(Records provided begins)

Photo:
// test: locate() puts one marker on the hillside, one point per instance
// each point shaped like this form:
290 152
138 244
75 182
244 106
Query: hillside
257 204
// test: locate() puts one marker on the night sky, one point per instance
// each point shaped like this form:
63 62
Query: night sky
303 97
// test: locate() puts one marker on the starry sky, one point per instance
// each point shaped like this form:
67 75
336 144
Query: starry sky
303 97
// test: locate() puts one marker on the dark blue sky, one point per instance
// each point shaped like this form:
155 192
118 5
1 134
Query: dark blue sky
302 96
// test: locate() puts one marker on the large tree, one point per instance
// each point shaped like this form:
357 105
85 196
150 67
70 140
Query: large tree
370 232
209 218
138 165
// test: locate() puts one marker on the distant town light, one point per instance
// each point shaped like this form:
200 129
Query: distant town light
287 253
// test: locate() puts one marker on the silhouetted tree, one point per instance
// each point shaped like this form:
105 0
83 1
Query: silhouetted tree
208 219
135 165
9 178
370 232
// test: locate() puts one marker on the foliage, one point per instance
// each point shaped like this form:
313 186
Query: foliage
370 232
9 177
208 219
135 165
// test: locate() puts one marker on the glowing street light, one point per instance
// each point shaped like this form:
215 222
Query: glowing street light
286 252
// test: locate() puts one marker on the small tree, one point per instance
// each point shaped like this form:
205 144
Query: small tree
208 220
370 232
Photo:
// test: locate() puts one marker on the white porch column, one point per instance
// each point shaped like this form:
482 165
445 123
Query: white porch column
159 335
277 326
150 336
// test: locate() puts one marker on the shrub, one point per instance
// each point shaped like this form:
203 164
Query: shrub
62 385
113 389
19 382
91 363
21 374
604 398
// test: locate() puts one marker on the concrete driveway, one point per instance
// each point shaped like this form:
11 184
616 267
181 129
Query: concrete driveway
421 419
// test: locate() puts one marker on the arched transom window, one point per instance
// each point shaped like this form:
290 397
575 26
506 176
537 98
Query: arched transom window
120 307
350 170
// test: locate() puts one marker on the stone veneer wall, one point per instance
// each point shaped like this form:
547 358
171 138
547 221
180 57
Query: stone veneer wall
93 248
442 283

(Records provided ends)

Give the records again, exactly as they appear.

* [Expected answer]
Photo:
// test: locate() puts one marker on the hillside, one point per instance
// each point shaped like this form:
290 152
138 244
75 182
244 106
Query: hillside
257 204
// test: locate() puts one marker on the night sky, one point per instance
// each point shaped like this form:
63 62
Query: night sky
303 97
// test: locate() puts one marker on the starry sky, one point per instance
// each point shaped like this form:
67 75
336 144
Query: starry sky
303 97
// test: locate() puts one marker on the dark blue sky, one point per instance
// each point shaped like this form:
155 192
118 5
1 134
Query: dark blue sky
302 96
// test: locate() puts one marker on the large tree, one point per instance
// each point shaped like this form:
357 105
85 196
150 67
70 140
Query: large tree
370 232
209 218
138 165
// test: locate() puts one marker on the distant town light, one point per instance
// each point shaped like this form:
200 129
Query: distant town light
287 253
// test: locate() puts one marker on the silhouetted tree, one point per instance
// each point shaped like this form:
105 0
83 1
Query: silhouetted tree
208 219
135 165
9 178
370 232
// test: locate() puts one marker on the foliage, one point per instance
// each point shaped like this form:
313 186
Query: foliage
370 232
9 177
208 219
135 165
// test: locate() puts one marker on the glowing street light, one point per instance
// each point shaped like this form:
215 222
Query: glowing street light
286 252
// test: locate() puts one marker on the small tree, one point per instance
// each point shaped like this form:
205 144
Query: small tree
208 220
370 232
Photo:
// test: locate() puts one marker on the white porch column, one point per instance
// each point shaped like this form:
482 165
445 123
Query: white porch column
159 335
277 326
150 336
// test: locate() puts one marker on the shrub, one point per instance
// each point shaped like this form:
203 164
Query: shrub
62 385
113 389
19 382
91 363
21 374
604 398
// test: locate() puts one marker on the concrete driveway, one point per instance
// each point shaped like this form:
11 184
616 267
181 129
Query: concrete driveway
421 419
// test: locate() puts one marker on the arched transom window, one point per instance
// each point shaped like this form:
290 397
575 26
506 176
537 98
Query: arched transom window
120 307
350 170
// test: locate() puts one marker on the stone veneer wall, one point per instance
// each point shaped like this form:
547 358
171 138
547 221
180 57
Query: stone veneer wall
93 248
442 283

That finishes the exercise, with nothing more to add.